--- START Exercise material ---

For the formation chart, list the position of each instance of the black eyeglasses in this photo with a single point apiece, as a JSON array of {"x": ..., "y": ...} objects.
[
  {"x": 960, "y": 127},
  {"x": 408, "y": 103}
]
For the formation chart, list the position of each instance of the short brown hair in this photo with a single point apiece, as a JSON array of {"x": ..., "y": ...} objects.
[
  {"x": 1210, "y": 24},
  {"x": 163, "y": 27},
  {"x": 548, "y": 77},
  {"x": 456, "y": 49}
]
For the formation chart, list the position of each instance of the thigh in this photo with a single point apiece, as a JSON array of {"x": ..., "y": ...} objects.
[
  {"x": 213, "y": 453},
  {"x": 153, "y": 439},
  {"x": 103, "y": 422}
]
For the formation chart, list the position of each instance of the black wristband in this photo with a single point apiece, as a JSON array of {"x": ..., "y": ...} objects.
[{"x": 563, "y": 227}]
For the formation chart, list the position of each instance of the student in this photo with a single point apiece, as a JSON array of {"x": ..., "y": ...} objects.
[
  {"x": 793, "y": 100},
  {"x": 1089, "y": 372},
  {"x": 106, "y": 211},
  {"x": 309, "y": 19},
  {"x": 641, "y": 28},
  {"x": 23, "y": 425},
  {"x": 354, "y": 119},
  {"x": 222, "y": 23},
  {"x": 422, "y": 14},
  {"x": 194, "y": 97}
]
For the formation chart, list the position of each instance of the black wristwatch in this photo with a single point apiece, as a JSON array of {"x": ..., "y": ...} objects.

--- END Exercise material ---

Copy out every row above, putting "seating plan" wherever "formation chart" appears and leaving the rest as it is.

For the seating plan, list the position of each instance of the black eyeglasses in this photo with a single point apiece, as a JSON array of {"x": ..., "y": ...} objects.
[
  {"x": 960, "y": 127},
  {"x": 408, "y": 103}
]
For the seating plan, list the position of each instance of the short brown hair in this photo with a single point apiece, as a JSON array of {"x": ..., "y": ...} objects.
[
  {"x": 1210, "y": 24},
  {"x": 163, "y": 27},
  {"x": 548, "y": 77},
  {"x": 456, "y": 49}
]
For the seating plan, list the position of each instance of the thigh in this photo with a single point apiece, as a JSON array of {"x": ..., "y": ...} objects.
[
  {"x": 213, "y": 453},
  {"x": 153, "y": 439},
  {"x": 103, "y": 422}
]
For the seating plan, list the position of each instance of the black wristband in this photo with a single point apiece, as a JSON array of {"x": ..., "y": ...} objects.
[{"x": 563, "y": 227}]
For the seating plan, list the position of each instance of the student in this photo with a single point apiece, as a JSON array of {"x": ..., "y": ...} objects.
[
  {"x": 793, "y": 100},
  {"x": 1089, "y": 372},
  {"x": 106, "y": 211},
  {"x": 309, "y": 19},
  {"x": 641, "y": 28},
  {"x": 23, "y": 425},
  {"x": 354, "y": 119},
  {"x": 222, "y": 23},
  {"x": 422, "y": 14},
  {"x": 194, "y": 97}
]
For the seating plan, list the position of each instance of the black wristwatch in this photo with a single point apiece, as a JSON array of {"x": ..., "y": ...} objects.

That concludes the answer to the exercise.